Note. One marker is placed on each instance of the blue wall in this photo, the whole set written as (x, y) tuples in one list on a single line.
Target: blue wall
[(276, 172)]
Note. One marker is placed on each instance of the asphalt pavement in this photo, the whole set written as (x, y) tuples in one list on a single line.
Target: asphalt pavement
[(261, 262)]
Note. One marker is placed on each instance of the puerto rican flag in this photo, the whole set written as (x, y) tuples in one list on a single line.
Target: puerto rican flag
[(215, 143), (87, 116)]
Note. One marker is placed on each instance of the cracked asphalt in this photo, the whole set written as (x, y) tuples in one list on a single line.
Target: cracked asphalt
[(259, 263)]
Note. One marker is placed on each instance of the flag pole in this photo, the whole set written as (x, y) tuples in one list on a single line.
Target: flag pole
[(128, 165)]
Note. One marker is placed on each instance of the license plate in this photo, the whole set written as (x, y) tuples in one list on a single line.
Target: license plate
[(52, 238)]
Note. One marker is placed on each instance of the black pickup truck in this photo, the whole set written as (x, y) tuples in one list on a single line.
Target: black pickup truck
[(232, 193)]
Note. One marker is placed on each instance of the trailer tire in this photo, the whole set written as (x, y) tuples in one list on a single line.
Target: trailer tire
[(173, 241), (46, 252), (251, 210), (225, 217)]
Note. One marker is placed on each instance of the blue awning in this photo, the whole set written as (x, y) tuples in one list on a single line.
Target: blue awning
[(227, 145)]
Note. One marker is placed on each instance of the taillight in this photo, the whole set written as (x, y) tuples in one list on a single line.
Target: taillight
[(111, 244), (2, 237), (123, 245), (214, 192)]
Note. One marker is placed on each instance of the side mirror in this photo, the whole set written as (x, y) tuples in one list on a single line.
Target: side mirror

--------------------------------

» Task statement
Go line by line through the data, copying each one that contains the word "side".

» Task response
Note. One marker is placed on each instance of the side mirror in this photo, the whole set written as (x, y) tuples in one list on a single line.
Target: side mirror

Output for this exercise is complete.